→ **The tasks**
1) Reproduce the forum post about experiment parameter files word for word, in full.
2) How many lines of the records contain the string "like"? Case counts, and the reply should be the number alone.

→ **Extract to read**
Yes, some files could (maybe) be the same on several repositories, maybe some are identical in all repositories... But this should be an exception. Even geometry parameter files could/should be experiment related. A "nominal" representation of the detectors it is included in R3BRoot, but parameters are in general particular of each experiment. Moving a set of parameters from a text representation to a root representation can be done via macros, using the first and second inputs (setFirstInput, setSecondInput) and the outputs (setOutput) of FairRuntimeDb. Examples of these macros are included in all detector directories of the macros repository, if I remember correctly. And also in the macros folder of the repositories, of course (I forgot to add and edit).
We read the file CalibPar_522.par directly with FairRuntimeDb and modify it by hand during the beam time to calibrate our detectors (especially for particle identification from FRS). Then we can create this file for different data runs (different values for the parameters) and read it with our macros depending on the RunID. For NeuLAND we work directly with Root files because the calibration of the TDCs requires a lot of information and it makes no sense to produce ASCII files.

→ **Given data**
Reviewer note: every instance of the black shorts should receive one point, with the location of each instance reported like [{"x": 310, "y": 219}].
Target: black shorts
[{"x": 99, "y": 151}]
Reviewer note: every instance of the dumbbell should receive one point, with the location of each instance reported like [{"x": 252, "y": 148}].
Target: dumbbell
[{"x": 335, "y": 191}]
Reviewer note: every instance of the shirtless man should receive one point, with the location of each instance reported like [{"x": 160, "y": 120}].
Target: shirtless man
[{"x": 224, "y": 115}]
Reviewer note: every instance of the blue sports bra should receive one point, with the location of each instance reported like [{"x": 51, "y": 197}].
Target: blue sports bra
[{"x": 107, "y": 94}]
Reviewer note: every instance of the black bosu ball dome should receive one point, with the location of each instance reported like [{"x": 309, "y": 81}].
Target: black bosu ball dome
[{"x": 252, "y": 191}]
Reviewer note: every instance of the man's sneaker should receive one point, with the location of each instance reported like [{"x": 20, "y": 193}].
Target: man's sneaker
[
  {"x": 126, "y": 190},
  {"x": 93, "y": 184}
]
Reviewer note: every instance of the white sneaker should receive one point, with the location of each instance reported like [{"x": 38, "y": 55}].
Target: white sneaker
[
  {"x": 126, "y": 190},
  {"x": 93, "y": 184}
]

==

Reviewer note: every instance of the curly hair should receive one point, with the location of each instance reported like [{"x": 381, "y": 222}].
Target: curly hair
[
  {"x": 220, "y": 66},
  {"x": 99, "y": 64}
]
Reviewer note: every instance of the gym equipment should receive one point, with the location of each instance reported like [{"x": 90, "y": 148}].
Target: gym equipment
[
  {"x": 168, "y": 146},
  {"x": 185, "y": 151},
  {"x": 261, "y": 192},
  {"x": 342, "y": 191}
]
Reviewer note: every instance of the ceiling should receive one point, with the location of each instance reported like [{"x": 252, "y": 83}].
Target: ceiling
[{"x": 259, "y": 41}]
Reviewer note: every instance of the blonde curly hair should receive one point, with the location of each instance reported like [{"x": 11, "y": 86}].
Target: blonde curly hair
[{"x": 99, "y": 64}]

→ **Answers per task**
1)
Yes, some files could (maybe) be the same on several repositories, maybe some are identical in all repositories... But this should be an exception. Even geometry parameter files could/should be experiment related. A "nominal" representation of the detectors it is included in R3BRoot, but parameters are in general particular of each experiment. Moving a set of parameters from a text representation to a root representation can be done via macros, using the first and second inputs (setFirstInput, setSecondInput) and the outputs (setOutput) of FairRuntimeDb. Examples of these macros are included in all detector directories of the macros repository, if I remember correctly. And also in the macros folder of the repositories, of course (I forgot to add and edit).
We read the file CalibPar_522.par directly with FairRuntimeDb and modify it by hand during the beam time to calibrate our detectors (especially for particle identification from FRS). Then we can create this file for different data runs (different values for the parameters) and read it with our macros depending on the RunID. For NeuLAND we work directly with Root files because the calibration of the TDCs requires a lot of information and it makes no sense to produce ASCII files.

2) 11